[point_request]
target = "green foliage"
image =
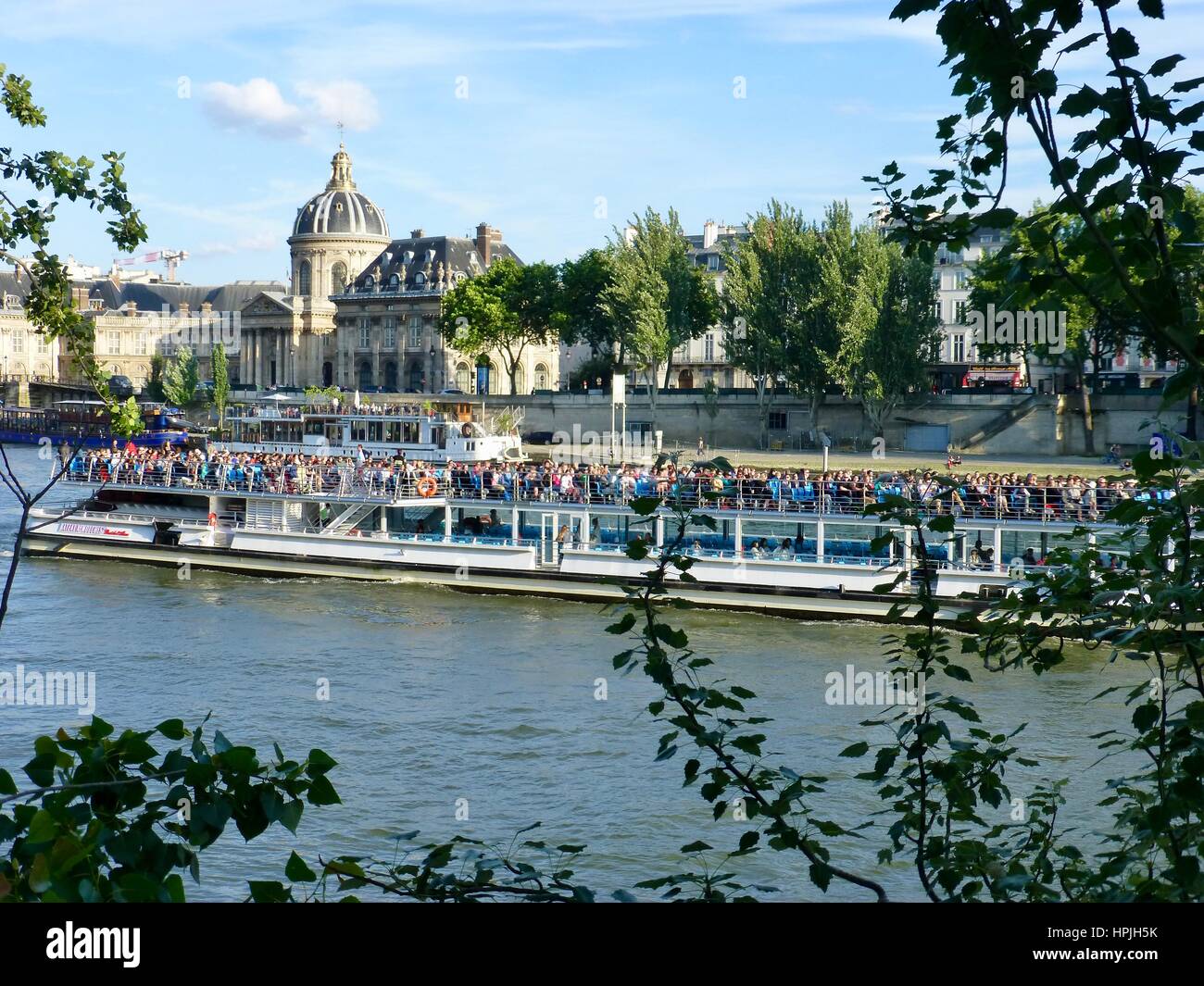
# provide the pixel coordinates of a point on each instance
(316, 393)
(1119, 156)
(504, 309)
(890, 329)
(220, 381)
(657, 299)
(153, 389)
(181, 378)
(25, 223)
(111, 818)
(125, 419)
(582, 317)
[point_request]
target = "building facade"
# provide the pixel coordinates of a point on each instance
(388, 332)
(25, 354)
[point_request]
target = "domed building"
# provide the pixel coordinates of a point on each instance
(336, 233)
(288, 339)
(362, 308)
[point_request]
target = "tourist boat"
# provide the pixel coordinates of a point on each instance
(357, 523)
(87, 424)
(430, 431)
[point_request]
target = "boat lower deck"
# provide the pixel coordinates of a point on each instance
(546, 581)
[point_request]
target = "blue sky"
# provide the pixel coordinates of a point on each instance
(534, 116)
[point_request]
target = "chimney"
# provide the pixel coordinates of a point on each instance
(486, 236)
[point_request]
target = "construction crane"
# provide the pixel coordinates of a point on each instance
(169, 257)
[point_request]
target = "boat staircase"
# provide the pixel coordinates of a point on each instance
(348, 519)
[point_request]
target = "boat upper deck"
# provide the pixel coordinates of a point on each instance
(461, 488)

● **PROBLEM STATEMENT**
Your task is to retype all the entries exactly and leave out any pictures.

● **EXERCISE ANSWER**
[point_request]
target = "green foliage"
image =
# provide the pixel coordinates of a point on each instance
(316, 393)
(1119, 156)
(504, 309)
(890, 329)
(220, 381)
(657, 299)
(153, 389)
(181, 378)
(25, 223)
(111, 818)
(125, 419)
(582, 317)
[point_request]
target = "building facade"
# provide the pixel coordinates of a point on each instance
(388, 332)
(25, 354)
[point_request]
target = "domed building"
# provide the pixel coordinates of a point on each instance
(336, 233)
(288, 339)
(362, 308)
[point_request]
target = "tourist boat"
# provide the pixel coordinates of a point on each instance
(357, 523)
(87, 424)
(430, 431)
[point_request]
target = "boat lower deck"
# provide the pixel coordinates of a point on each instance
(546, 581)
[point_request]
target = "blue sky"
# provide the pixel coordinates of a point on each instance
(534, 116)
[point_request]
target = "chimney"
# provide the pixel coordinates of a point on each instance
(486, 236)
[point_request]
target = "construction crane"
# provide the pixel coordinates of a point on each instance
(169, 257)
[point_request]
target = "boat staircase"
# provide the pixel coordinates of a point on each instance
(348, 519)
[point_request]
target = "boat upper deck"
# provide the pixel coordinates of a point on each instance
(461, 488)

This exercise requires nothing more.